Arrange the listing from the line with "Which region of this frame contains the patch" to the line with "[405,203,538,282]" as a two-column CSV with the columns request and answer. Give one row per request, with its text and its answer each in a single quoted field and any line breaks replaced by spaces.

Rows from a dataset
— start —
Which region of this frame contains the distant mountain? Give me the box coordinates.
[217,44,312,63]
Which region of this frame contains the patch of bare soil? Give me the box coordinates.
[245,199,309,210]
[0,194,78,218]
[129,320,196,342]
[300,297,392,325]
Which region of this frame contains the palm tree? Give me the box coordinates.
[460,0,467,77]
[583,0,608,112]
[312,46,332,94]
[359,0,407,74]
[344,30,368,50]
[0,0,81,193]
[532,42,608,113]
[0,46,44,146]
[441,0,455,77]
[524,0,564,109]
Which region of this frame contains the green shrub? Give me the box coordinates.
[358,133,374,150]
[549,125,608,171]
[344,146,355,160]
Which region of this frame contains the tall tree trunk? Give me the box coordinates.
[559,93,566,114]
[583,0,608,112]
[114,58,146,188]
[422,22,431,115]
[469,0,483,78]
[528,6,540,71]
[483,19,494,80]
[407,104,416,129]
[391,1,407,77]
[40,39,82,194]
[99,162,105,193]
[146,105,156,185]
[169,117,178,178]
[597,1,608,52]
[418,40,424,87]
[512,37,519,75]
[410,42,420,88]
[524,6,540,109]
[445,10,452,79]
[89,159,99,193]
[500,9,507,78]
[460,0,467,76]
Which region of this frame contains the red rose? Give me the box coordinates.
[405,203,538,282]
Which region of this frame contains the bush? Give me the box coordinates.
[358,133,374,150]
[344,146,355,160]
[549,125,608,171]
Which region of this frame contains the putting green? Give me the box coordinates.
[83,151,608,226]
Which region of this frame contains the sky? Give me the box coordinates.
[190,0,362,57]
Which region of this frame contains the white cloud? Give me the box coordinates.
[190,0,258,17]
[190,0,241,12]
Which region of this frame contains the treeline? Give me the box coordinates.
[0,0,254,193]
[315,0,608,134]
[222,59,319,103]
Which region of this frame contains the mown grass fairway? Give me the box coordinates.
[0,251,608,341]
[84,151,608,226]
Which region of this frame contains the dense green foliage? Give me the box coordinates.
— end —
• Answer in full:
request,answer
"Which region of this frame contains the patch of bare soil? Give me the box coordinates.","[245,199,309,210] [0,194,78,218] [129,320,196,342] [300,297,392,325]"
"Which region of this frame contains the palm tree? Give me the box coordinates.","[460,0,467,77] [583,0,608,112] [312,46,332,94] [359,0,407,74] [344,30,368,50] [0,0,81,193] [532,42,608,113] [0,46,44,146] [441,0,455,77] [524,0,564,109]"
"Which region of this frame contains the green shrub? Give me the box coordinates.","[358,133,374,150] [549,125,608,171] [344,146,355,160]"
"Which region of this frame contains the tall tree trunk? Give me the box coordinates.","[559,93,566,114] [583,0,608,112] [114,58,146,188] [422,22,431,115] [469,0,483,78] [528,6,540,71] [483,19,494,80] [407,104,416,129] [391,1,407,77] [40,39,82,194] [99,162,105,193] [146,105,156,185] [169,117,178,178] [597,1,608,52] [418,40,424,87] [512,37,519,75] [410,42,420,88] [524,6,540,109] [445,10,452,79] [89,159,99,193] [500,9,507,78] [460,0,467,76]"
"Which region of this frame contains the red rose? Give me the box coordinates.","[405,203,538,282]"